** TASK INSTRUCTIONS **
a) Answer these from the Subway Series article:
(i) How many batters did the Yankees walk in the game?
(ii) What is the Yankees' record against the Red Sox this season?
(iii) Who is named as the Mets' primary setup man?
b) Name every person the Subway Series article mentions by name.
c) Write out the Subway Series article word for word, from "Yankees manager Joe" up to and including "the 2009 season.".

:: EXTRACT

There was a bizarre ending, with Mark Teixeira scoring from first on a popup hit by Alex Rodriguez that was dropped in short right field by Mets second baseman Luis Castillo. The Yankees' 9-8 victory did not often seem likely on a night when they walked nine batters. Joba Chamberlain in particular lost familiarity with the strike zone, walking five in four innings.
Yankees manager Joe Girardi was completely honest about the nature of the outcome.
"[The win] is hard to believe, because we tried to give away the game all night," Girardi said. "In the end, we got a big gift. ... You can't pitch like that and expect to win."
If there is a moral here, it might be that all things are possible when you're not playing the Red Sox. The Yankees, as any member of a civilized society must know, are 0-8 against the Red Sox this season. But against everybody else on their schedule, they are 35-18. Projected over a full season, that latter pace would lead to 107 victories. New York, in these non-Boston games, is very much what it expected to be in the 2009 season.
Ideally, the Subway Series should feature two New York teams in division-leading positions. But after the Yankees dropped three straight to the Red Sox and the Mets lost two of three to the Phillies, this event -- while still emotionally charged -- also had something of the consolation-bracket feel to it. But the intensity built to completely appropriate levels through twists, turns and bases on balls, to the singular ending -- a gift for the Yankees, the Twilight Zone for the Mets.
True, at this moment beating the Mets is not the sternest test of the Yankees' quality. The Mets are without 40 percent of the rotation they thought they would have this year. They are without one of their biggest run producers in Carlos Delgado. They are without one of the leading offensive catalysts in the game in Jose Reyes. They are without their primary setup man in J.J. Putz.
That's not all they're missing in a tidal wave of injuries, but the point has been made. Still, the schedule asks the two New York teams to meet in Interleague competition six times this month. It is not the Yankees' fault that the Mets reach this point with a bunch of talent that can be located only by checking the disabled list.
The Yankees match up well against the remnants of the Queens operation. If the Yankees' Subway Series opponent is not in optimal health, a review of the talent in the rest of the Major Leagues suggests that they would match up well against the vast majority of teams. Outside of Boston, is there another American League team that is clearly better than the Yankees? No, especially not with the dramatic drop-off in performance by two of last season's best AL clubs -- the Rays, the defending AL champions, and the Angels, owners of baseball's best regular-season record last year.

::::
:: RAW DATA

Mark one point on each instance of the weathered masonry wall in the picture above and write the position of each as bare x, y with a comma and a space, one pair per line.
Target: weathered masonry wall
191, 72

::::

** COMPLETED EXERCISE **
a)
(i) Nine
(ii) 0-8
(iii) J.J. Putz

b) Mark Teixeira, Alex Rodriguez, Luis Castillo, Joba Chamberlain, Joe Girardi, Carlos Delgado, Jose Reyes, J.J. Putz

c)
Yankees manager Joe Girardi was completely honest about the nature of the outcome.
"[The win] is hard to believe, because we tried to give away the game all night," Girardi said. "In the end, we got a big gift. ... You can't pitch like that and expect to win."
If there is a moral here, it might be that all things are possible when you're not playing the Red Sox. The Yankees, as any member of a civilized society must know, are 0-8 against the Red Sox this season. But against everybody else on their schedule, they are 35-18. Projected over a full season, that latter pace would lead to 107 victories. New York, in these non-Boston games, is very much what it expected to be in the 2009 season.